▶ **To do**
Every entry that follows needs to be repeated exactly.

[Segmentation mask data]
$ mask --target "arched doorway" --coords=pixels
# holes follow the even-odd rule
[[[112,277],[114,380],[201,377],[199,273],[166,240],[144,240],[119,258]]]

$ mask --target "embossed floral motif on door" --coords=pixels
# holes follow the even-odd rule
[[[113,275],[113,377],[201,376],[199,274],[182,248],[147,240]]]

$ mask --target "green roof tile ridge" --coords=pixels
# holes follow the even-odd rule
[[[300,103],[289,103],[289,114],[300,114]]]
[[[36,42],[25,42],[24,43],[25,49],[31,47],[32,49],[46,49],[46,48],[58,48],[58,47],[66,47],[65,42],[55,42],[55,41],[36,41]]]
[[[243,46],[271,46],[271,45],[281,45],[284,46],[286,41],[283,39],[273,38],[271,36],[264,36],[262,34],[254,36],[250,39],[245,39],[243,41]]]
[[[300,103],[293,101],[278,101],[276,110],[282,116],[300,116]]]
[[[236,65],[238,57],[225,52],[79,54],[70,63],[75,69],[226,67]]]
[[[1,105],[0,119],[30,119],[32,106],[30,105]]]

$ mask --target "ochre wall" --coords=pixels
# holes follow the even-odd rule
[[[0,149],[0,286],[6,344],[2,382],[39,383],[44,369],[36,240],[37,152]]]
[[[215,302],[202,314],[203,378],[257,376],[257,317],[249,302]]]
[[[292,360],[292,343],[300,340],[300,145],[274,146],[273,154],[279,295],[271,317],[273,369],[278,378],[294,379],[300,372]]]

▶ **Response box**
$ mask --target "arched doorway" --coords=pixels
# holes follow the even-odd rule
[[[112,277],[114,380],[201,377],[199,273],[166,240],[144,240],[119,258]]]

$ mask --target "embossed floral motif on door" --coords=pixels
# holes follow the even-odd rule
[[[113,275],[113,377],[201,376],[199,274],[182,248],[147,240]]]

$ mask --target "green roof tile ridge" --coords=pixels
# holes follow the even-odd rule
[[[300,103],[289,103],[289,114],[300,114]]]
[[[36,42],[25,42],[24,43],[25,49],[31,47],[32,49],[46,49],[46,48],[58,48],[58,47],[66,47],[65,42],[55,42],[55,41],[36,41]]]
[[[243,46],[271,46],[271,45],[281,45],[284,46],[286,41],[283,39],[273,38],[271,36],[264,36],[262,34],[254,36],[250,39],[245,39],[243,41]]]
[[[300,103],[293,101],[278,101],[276,110],[282,116],[300,116]]]
[[[236,65],[238,57],[225,52],[79,54],[70,63],[75,69],[226,67]]]
[[[1,105],[0,119],[30,119],[32,106],[30,105]]]

$ mask --target "ochre wall" --coords=pixels
# holes follow the even-odd rule
[[[0,149],[0,286],[6,344],[2,382],[39,383],[44,369],[36,240],[37,152]]]
[[[215,302],[202,314],[203,378],[257,376],[257,317],[249,302]]]
[[[292,360],[292,343],[300,340],[300,145],[274,146],[273,154],[279,295],[271,317],[273,369],[278,378],[294,379],[300,372]]]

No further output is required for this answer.